Requirements:
Starting at the line containing "of the shredded" and ending at the last line of the listing below, rewrite every line, requests included. In each point answer, multiply the x and y coordinates by 2.3 and round to whole numbers, with halves rounded up; return only those lines.

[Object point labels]
**********

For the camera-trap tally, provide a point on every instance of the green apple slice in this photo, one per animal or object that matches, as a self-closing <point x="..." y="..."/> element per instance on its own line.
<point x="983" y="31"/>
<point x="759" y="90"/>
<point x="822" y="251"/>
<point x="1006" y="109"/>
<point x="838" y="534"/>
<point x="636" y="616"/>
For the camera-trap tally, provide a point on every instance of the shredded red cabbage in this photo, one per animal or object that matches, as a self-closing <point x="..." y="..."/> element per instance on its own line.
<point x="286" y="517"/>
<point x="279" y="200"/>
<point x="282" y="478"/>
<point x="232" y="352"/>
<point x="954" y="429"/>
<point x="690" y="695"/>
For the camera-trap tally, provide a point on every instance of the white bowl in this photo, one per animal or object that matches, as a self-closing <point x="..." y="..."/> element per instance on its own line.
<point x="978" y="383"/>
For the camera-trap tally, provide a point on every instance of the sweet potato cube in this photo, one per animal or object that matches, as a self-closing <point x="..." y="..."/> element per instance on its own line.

**********

Answer to this task:
For the camera-trap tally, provide a point on every instance of the shredded red cabbage in this photo, one per animal or object that matches, as a self-closing <point x="..." y="..."/> element per instance on its own line.
<point x="658" y="1189"/>
<point x="642" y="460"/>
<point x="649" y="1099"/>
<point x="534" y="810"/>
<point x="2194" y="987"/>
<point x="1587" y="1599"/>
For the camera-trap tally, provide a point on every instance of the white bowl in this photo, one per animal or object that matches, as a self-closing <point x="..." y="..."/> element per instance on its own line.
<point x="2249" y="881"/>
For the camera-trap tally, provide a point on every instance of the sweet potato cube in this photo, one per animal or object that matches, as a self-closing <point x="..." y="..."/> element per instance on its own line.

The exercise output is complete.